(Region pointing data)
────────────────

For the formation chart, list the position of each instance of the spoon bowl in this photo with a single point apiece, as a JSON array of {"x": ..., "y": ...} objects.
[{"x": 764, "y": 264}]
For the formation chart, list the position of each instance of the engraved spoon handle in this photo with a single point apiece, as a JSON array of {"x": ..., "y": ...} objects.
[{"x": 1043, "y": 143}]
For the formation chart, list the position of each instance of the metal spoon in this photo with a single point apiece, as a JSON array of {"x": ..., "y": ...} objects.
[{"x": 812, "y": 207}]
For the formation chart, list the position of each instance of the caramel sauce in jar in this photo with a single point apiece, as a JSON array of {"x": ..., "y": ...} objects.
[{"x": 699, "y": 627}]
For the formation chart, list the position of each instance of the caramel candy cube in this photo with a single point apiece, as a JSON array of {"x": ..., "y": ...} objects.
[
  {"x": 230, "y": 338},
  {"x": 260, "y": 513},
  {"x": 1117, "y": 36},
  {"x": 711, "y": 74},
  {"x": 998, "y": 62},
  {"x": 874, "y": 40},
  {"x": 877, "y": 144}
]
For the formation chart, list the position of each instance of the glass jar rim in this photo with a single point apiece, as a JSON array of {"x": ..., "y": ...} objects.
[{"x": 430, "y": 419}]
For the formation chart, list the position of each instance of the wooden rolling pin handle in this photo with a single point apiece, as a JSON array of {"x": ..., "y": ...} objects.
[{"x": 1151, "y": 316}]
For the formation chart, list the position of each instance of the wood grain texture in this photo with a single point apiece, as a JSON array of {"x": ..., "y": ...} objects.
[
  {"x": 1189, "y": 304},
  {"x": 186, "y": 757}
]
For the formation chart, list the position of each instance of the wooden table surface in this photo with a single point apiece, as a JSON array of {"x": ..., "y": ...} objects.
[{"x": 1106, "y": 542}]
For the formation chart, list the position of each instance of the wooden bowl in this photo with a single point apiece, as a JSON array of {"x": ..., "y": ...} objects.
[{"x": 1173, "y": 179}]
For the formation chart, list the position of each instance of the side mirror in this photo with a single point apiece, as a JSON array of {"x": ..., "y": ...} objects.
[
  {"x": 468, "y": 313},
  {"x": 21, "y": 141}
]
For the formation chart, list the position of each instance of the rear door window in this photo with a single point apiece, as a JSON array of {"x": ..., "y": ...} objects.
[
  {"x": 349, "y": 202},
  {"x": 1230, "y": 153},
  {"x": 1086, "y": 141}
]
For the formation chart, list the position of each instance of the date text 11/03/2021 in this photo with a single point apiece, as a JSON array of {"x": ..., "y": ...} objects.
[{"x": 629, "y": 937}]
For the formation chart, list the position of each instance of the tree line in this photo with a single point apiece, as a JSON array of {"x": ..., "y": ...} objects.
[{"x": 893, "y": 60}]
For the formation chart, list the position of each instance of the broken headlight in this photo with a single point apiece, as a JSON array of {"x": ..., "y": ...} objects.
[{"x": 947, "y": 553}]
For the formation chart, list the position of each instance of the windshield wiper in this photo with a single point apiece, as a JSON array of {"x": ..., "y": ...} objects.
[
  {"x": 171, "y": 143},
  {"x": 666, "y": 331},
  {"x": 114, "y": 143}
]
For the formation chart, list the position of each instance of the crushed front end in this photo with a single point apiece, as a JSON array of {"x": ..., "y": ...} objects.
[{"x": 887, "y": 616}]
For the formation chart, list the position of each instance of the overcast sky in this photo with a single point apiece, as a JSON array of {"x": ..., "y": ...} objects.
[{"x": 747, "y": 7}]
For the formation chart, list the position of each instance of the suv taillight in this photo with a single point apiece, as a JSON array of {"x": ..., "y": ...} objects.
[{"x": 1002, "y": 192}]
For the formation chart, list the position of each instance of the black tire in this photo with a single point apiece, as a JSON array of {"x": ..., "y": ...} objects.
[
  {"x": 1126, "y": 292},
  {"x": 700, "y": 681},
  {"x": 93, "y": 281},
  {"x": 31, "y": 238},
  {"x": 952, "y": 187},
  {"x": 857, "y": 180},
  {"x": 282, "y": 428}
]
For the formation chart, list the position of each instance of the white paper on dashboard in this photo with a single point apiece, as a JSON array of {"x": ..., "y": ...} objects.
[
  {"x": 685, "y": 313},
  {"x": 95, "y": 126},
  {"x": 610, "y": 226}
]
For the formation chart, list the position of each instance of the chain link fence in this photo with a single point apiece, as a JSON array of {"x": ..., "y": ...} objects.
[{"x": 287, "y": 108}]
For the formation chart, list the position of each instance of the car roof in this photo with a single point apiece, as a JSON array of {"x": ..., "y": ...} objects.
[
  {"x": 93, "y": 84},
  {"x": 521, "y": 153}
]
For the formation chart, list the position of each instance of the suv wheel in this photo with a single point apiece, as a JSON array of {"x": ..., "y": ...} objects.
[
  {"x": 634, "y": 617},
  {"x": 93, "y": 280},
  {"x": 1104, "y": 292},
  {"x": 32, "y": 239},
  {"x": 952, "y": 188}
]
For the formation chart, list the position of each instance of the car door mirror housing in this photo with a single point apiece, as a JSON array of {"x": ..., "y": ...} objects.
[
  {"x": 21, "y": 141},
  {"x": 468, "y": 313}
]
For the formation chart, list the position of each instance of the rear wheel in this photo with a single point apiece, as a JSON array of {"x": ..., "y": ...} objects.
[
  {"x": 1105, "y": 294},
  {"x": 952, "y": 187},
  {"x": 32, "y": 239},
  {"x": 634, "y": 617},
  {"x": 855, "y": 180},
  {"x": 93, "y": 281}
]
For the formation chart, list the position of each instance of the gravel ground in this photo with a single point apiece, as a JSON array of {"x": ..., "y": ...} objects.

────────────────

#### Exercise goal:
Whatever the entries above contain, reproduce all of them exactly.

#### Exercise response:
For the formation chart, list the position of each instance of the spoon bowl in this photo with a single point apiece, as a JSON array of {"x": ..., "y": ...} objects.
[{"x": 764, "y": 264}]
For the formation chart, list the position of each instance of the engraved spoon handle in this photo with a single point apiece, as a JSON array of {"x": ..., "y": ...} objects.
[{"x": 1043, "y": 143}]
For the formation chart, list the position of each instance of the metal spoon in this photo with a single point apiece, as a JSON array of {"x": ..., "y": ...} objects.
[{"x": 812, "y": 207}]
For the formation chart, list the position of each instance of the caramel sauce in jar in this photo with a single point apiece, as a JSON array of {"x": ..., "y": ...} objects.
[{"x": 699, "y": 627}]
For the formation chart, list the position of each instance of the caramel candy cube in this photo with a single point apiece, as a JSON array of {"x": ..., "y": ...} objects.
[
  {"x": 230, "y": 338},
  {"x": 260, "y": 513},
  {"x": 1117, "y": 36},
  {"x": 711, "y": 74},
  {"x": 998, "y": 62},
  {"x": 874, "y": 40},
  {"x": 877, "y": 144}
]
For the formation chart, list the position of each instance of the glass jar rim in this photo with a single point apiece, as a JSON array of {"x": ..., "y": ...} objects.
[{"x": 430, "y": 419}]
For the formation chart, list the position of each instance of the wooden rolling pin handle in this photo with a single point apiece, as a JSON array of {"x": ..., "y": ...} objects.
[{"x": 1151, "y": 316}]
For the formation chart, list the position of each instance of the wood grain texture in this photo with a single point apiece, as a JSON array of {"x": ..., "y": ...} objects.
[
  {"x": 1189, "y": 304},
  {"x": 186, "y": 757}
]
For the formation chart, list the position of each instance of the wooden table surface in this photo with a single point apiece, as a JSON array of {"x": ..., "y": ...} objects.
[{"x": 1106, "y": 542}]
For the formation chart, list the position of each instance of the wooden bowl in this photo with a single point apiece, as a JSON array of {"x": ..., "y": ...} objects.
[{"x": 1173, "y": 179}]
For the formation chart, list the position of each instance of the side mirror in this photo with a single point apiece, as a JSON array of {"x": ..., "y": ...} objects.
[
  {"x": 468, "y": 313},
  {"x": 21, "y": 141}
]
For the formation chart, list the position of each instance of the rear door window in this photo with a single point apiece, as a JSON array of {"x": ..., "y": ...} objects.
[
  {"x": 349, "y": 202},
  {"x": 1230, "y": 153},
  {"x": 1086, "y": 141}
]
For the formation chart, list the position of each instance of the date text 11/03/2021 in this photo with a single point apiece, as a JSON array of {"x": ..., "y": ...} objects.
[{"x": 629, "y": 937}]
For the formation chart, list the position of each instance of the tree line in this photo with a single point apiece, as a JSON array of {"x": ..., "y": ...} objects.
[{"x": 893, "y": 60}]
For the formation chart, list the position of each instance of the broken headlight in this photo with a single point apiece, as a JSON array of {"x": ..., "y": ...} objects.
[{"x": 947, "y": 553}]
For the formation chart, list the position of each instance of the windshield wiper in this photo with a single point apiece, as a JSON array of {"x": ..., "y": ...} objects.
[
  {"x": 171, "y": 143},
  {"x": 666, "y": 331},
  {"x": 114, "y": 143}
]
For the formation chart, list the position of each instance of the crushed front end in this photo with a single point apiece, as a JSON array of {"x": ..., "y": ...} objects.
[{"x": 887, "y": 616}]
For the formation chart, list the position of each instance of the overcast sky in this photo with a single point apiece, as a JSON array of {"x": ..., "y": ...} objects.
[{"x": 747, "y": 7}]
For the formation chart, list the position of each instance of the suv taillight in this photo with a single point apiece, as a JSON array of {"x": ..., "y": ...} objects.
[{"x": 1002, "y": 192}]
For the formation chart, list the position of each instance of the black tire in this photo with a single point apiece, as a JSON array of {"x": ..., "y": ...} objects.
[
  {"x": 1126, "y": 292},
  {"x": 700, "y": 681},
  {"x": 93, "y": 281},
  {"x": 31, "y": 238},
  {"x": 952, "y": 187},
  {"x": 857, "y": 180},
  {"x": 282, "y": 428}
]
For the formation chart, list the position of each instance of the white paper on dashboard in this photo with a single point apiece, as a JSON array of {"x": ..., "y": ...} objects.
[
  {"x": 685, "y": 313},
  {"x": 95, "y": 126},
  {"x": 610, "y": 226}
]
For the formation chart, list the position of each instance of the chain link fence in this photo with a single point apiece, as a JSON array of {"x": ..., "y": ...} objects.
[{"x": 287, "y": 108}]
For the formation chart, list the position of each instance of the car roof in this photo with a single point apiece, as a JSON array of {"x": ..., "y": ...} objects.
[
  {"x": 93, "y": 84},
  {"x": 521, "y": 153}
]
For the formation chart, list the position of each instance of the suv wheel in this photo with a single point apiece, as a JSON array of {"x": ..., "y": ...} objects.
[
  {"x": 634, "y": 617},
  {"x": 93, "y": 280},
  {"x": 1104, "y": 292},
  {"x": 32, "y": 239},
  {"x": 952, "y": 188}
]
For the formation chart, list the position of each instance of the car door mirror housing in this photo with a single point apiece, as a JSON array of {"x": ..., "y": ...} objects.
[
  {"x": 21, "y": 141},
  {"x": 468, "y": 313}
]
For the formation chart, list the position of each instance of the rear wheel in this photo with a single point apiece, as a JSON array of {"x": ..., "y": ...} objects.
[
  {"x": 1105, "y": 294},
  {"x": 952, "y": 187},
  {"x": 32, "y": 239},
  {"x": 634, "y": 617},
  {"x": 855, "y": 180},
  {"x": 93, "y": 281}
]
For the formation chart, list the position of each instance of the gravel ground in this photo with a single point apiece, as a JSON array of {"x": ..., "y": ...} objects.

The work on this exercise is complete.